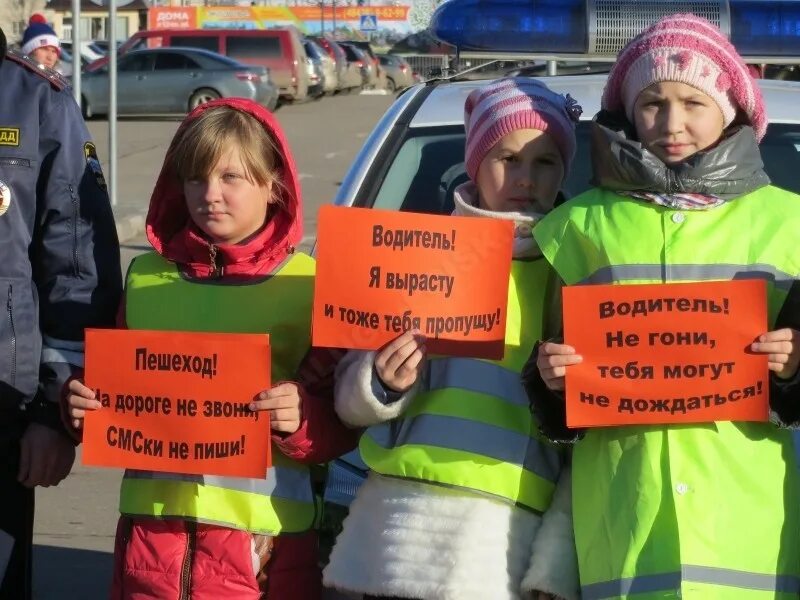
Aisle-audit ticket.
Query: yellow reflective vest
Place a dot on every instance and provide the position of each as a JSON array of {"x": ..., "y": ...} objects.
[
  {"x": 705, "y": 511},
  {"x": 158, "y": 297},
  {"x": 470, "y": 425}
]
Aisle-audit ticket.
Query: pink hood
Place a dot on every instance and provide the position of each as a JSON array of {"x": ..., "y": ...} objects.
[{"x": 174, "y": 236}]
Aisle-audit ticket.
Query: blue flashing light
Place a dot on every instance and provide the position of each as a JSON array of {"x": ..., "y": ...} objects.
[
  {"x": 534, "y": 26},
  {"x": 766, "y": 27}
]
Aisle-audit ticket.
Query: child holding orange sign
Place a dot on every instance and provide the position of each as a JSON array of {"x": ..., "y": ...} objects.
[
  {"x": 460, "y": 478},
  {"x": 224, "y": 220},
  {"x": 659, "y": 510}
]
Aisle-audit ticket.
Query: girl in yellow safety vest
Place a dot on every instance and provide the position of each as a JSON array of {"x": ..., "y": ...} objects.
[
  {"x": 224, "y": 220},
  {"x": 459, "y": 477},
  {"x": 690, "y": 511}
]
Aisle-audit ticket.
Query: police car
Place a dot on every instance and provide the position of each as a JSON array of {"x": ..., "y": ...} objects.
[{"x": 414, "y": 158}]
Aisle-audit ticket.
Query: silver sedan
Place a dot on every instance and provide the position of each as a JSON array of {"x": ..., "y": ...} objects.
[{"x": 174, "y": 80}]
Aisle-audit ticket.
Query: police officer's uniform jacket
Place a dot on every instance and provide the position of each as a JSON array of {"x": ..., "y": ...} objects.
[{"x": 60, "y": 270}]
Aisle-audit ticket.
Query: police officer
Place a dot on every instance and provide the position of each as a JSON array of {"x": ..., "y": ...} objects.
[{"x": 59, "y": 273}]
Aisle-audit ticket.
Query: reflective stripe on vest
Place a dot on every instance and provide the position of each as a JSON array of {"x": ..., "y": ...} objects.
[
  {"x": 157, "y": 297},
  {"x": 668, "y": 582},
  {"x": 470, "y": 425},
  {"x": 640, "y": 273},
  {"x": 690, "y": 511}
]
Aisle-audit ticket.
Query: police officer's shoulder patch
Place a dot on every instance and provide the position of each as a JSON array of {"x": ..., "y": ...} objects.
[
  {"x": 90, "y": 152},
  {"x": 54, "y": 77},
  {"x": 9, "y": 136}
]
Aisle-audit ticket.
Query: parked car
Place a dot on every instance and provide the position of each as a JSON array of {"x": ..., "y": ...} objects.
[
  {"x": 315, "y": 77},
  {"x": 64, "y": 64},
  {"x": 348, "y": 75},
  {"x": 88, "y": 52},
  {"x": 399, "y": 74},
  {"x": 280, "y": 50},
  {"x": 366, "y": 48},
  {"x": 326, "y": 63},
  {"x": 101, "y": 46},
  {"x": 175, "y": 80},
  {"x": 356, "y": 56}
]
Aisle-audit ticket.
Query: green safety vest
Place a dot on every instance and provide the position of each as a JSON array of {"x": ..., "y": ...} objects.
[
  {"x": 158, "y": 297},
  {"x": 470, "y": 425},
  {"x": 701, "y": 511}
]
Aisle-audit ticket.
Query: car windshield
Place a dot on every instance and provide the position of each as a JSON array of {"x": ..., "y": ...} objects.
[{"x": 429, "y": 165}]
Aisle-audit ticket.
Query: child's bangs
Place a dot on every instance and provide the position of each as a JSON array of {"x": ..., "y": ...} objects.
[
  {"x": 216, "y": 132},
  {"x": 201, "y": 155}
]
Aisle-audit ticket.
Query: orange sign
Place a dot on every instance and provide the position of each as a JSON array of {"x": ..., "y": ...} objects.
[
  {"x": 177, "y": 402},
  {"x": 674, "y": 353},
  {"x": 380, "y": 273},
  {"x": 169, "y": 17}
]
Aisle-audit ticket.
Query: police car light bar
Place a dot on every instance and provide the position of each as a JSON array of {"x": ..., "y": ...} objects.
[{"x": 761, "y": 30}]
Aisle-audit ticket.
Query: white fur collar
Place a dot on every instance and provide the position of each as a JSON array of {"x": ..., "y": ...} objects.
[{"x": 465, "y": 197}]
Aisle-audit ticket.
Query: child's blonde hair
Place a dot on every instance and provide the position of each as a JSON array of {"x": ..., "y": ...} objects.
[{"x": 199, "y": 144}]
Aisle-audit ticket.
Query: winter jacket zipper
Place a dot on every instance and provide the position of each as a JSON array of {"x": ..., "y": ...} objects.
[
  {"x": 9, "y": 310},
  {"x": 216, "y": 270},
  {"x": 75, "y": 215},
  {"x": 188, "y": 559}
]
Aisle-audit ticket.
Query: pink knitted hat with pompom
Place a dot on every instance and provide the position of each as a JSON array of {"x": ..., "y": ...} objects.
[
  {"x": 505, "y": 105},
  {"x": 687, "y": 49}
]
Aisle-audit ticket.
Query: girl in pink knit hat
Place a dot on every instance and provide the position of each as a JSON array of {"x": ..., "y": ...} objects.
[
  {"x": 460, "y": 478},
  {"x": 691, "y": 511}
]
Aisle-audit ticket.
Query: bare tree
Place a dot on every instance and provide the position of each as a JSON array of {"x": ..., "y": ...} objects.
[
  {"x": 14, "y": 15},
  {"x": 419, "y": 16}
]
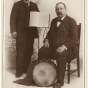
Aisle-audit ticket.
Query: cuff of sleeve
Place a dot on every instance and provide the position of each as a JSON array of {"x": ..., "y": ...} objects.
[
  {"x": 64, "y": 47},
  {"x": 45, "y": 40}
]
--- --- ---
Your copy should repeat each entry above exactly but contain no pictures.

Aisle-audit ticket.
Query: yellow reflective vest
Place a dot on every instance and provide the position of each as a JSON array of {"x": ..., "y": ...} objects.
[
  {"x": 705, "y": 511},
  {"x": 158, "y": 297},
  {"x": 470, "y": 425}
]
Aisle-audit ticket.
Query: pink hood
Place a dot on every instance and provide the position of each as a JSON array of {"x": ..., "y": ...} objects.
[{"x": 174, "y": 236}]
Aisle-audit ticket.
Query: blue flashing light
Place a dot on every instance and provide the position of each as a JSON array of {"x": ..., "y": ...} objects.
[
  {"x": 534, "y": 26},
  {"x": 766, "y": 27}
]
Aisle-audit ticket.
Query: child holding orange sign
Place a dot on every instance and provide the position of each as a JSON array of {"x": ..., "y": ...} objects.
[
  {"x": 460, "y": 478},
  {"x": 224, "y": 220},
  {"x": 659, "y": 510}
]
Aisle-audit ticket.
Query: girl in yellow safety vest
Place a dot on every instance and provide the position of each as a JSON array of {"x": ..., "y": ...} objects.
[
  {"x": 224, "y": 220},
  {"x": 459, "y": 477},
  {"x": 690, "y": 511}
]
Aisle-audit ticket.
Query: police car
Place a dot on every instance and provide the position of each as a JSON array of {"x": ..., "y": ...} objects.
[{"x": 414, "y": 158}]
Aisle-audit ticket.
Query: silver sedan
Place a dot on every instance and provide the position of each as a JSON array of {"x": ..., "y": ...} objects.
[{"x": 174, "y": 80}]
Aisle-audit ticket.
Query: police officer's uniform jacket
Place a dot on every instance and provide the position of each as a JSON array of {"x": ..., "y": ...} objects.
[{"x": 60, "y": 270}]
Aisle-audit ticket.
Query: police officer
Place a dot on every instance and provide the position of each as a JSON array of {"x": ..., "y": ...} objects.
[{"x": 59, "y": 273}]
Aisle-audit ticket.
Query: reflective stripe on vest
Place a dot on every instance and provide the position of each as a JSON array of {"x": ..., "y": ...} objects.
[
  {"x": 157, "y": 297},
  {"x": 668, "y": 582},
  {"x": 470, "y": 425},
  {"x": 640, "y": 273},
  {"x": 690, "y": 511}
]
Aisle-audit ticket.
Query: police officer's shoulder patch
Place a dot on every instance and provide the position of each as a JSON array of {"x": ..., "y": ...} objects.
[
  {"x": 90, "y": 152},
  {"x": 54, "y": 77},
  {"x": 9, "y": 136}
]
Aisle-audit ticket.
Query: parked car
Place a dot on every instance and provide the position of each as a JSON array of {"x": ..., "y": ...} objects.
[
  {"x": 315, "y": 77},
  {"x": 64, "y": 64},
  {"x": 348, "y": 75},
  {"x": 88, "y": 52},
  {"x": 399, "y": 74},
  {"x": 280, "y": 50},
  {"x": 366, "y": 48},
  {"x": 326, "y": 63},
  {"x": 101, "y": 46},
  {"x": 175, "y": 80},
  {"x": 356, "y": 56}
]
Aisle-audit ticket.
Query: green safety vest
Place a dot on every instance and provide the position of each as a JSON array of {"x": ..., "y": ...} objects.
[
  {"x": 158, "y": 297},
  {"x": 470, "y": 425},
  {"x": 701, "y": 511}
]
Aisle-audit ticket.
Query: car windshield
Place a dot on every instance and provide the position of each as a JSON array of {"x": ..., "y": ...} objects.
[{"x": 429, "y": 165}]
Aisle-audit ticket.
Query: child's bangs
Place a dot on every instance and provide the position of each as a JSON array of {"x": ..., "y": ...} objects.
[
  {"x": 216, "y": 132},
  {"x": 201, "y": 155}
]
Aisle-audit ticket.
Query: orange sign
Place a dot on every instance and provide the position of each as a JSON array of {"x": ..., "y": ...} objects.
[
  {"x": 177, "y": 402},
  {"x": 674, "y": 353},
  {"x": 380, "y": 273},
  {"x": 169, "y": 17}
]
Aisle-audit ticket.
Query: police car light bar
Place a dot on every instance and provide the position of each as a JSON array of {"x": ..., "y": ...} objects.
[{"x": 761, "y": 30}]
Aisle-audit ticket.
Query: white fur collar
Place a dot on every instance and provide the position of each as a JSON array of {"x": ..., "y": ...} objects.
[{"x": 465, "y": 197}]
Aisle-audit ticket.
Query: child's blonde hair
Place a dot on every instance and provide the position of each as a JSON array of {"x": ..., "y": ...} objects.
[{"x": 199, "y": 144}]
Aisle-audit ticket.
Query: winter jacket zipper
Place a dot on every instance and provide the position of each as a JSON array of {"x": ..., "y": ...} objects.
[
  {"x": 9, "y": 310},
  {"x": 216, "y": 270},
  {"x": 75, "y": 215},
  {"x": 188, "y": 559}
]
Aisle-audit ticket.
Query: pink knitted hat with pompom
Place a dot on every instance and provide the position of each as a JSON array of {"x": ..., "y": ...} objects.
[
  {"x": 505, "y": 105},
  {"x": 687, "y": 49}
]
Aisle-audit ticket.
Query: girl in pink knit hat
Place a dot on every instance and provide the position of each as a JSON array of {"x": ..., "y": ...} objects.
[
  {"x": 460, "y": 478},
  {"x": 691, "y": 511}
]
Aisle-audit ticket.
Query: bare tree
Place a dot on every instance and provide the position of each as a JSON array of {"x": ..., "y": ...} objects.
[
  {"x": 14, "y": 15},
  {"x": 419, "y": 16}
]
Aisle-audit ticket.
Query: cuff of sleeve
Place a dot on every instance and provide the position of each as a JSON array of {"x": ..., "y": ...} objects.
[
  {"x": 64, "y": 47},
  {"x": 45, "y": 40}
]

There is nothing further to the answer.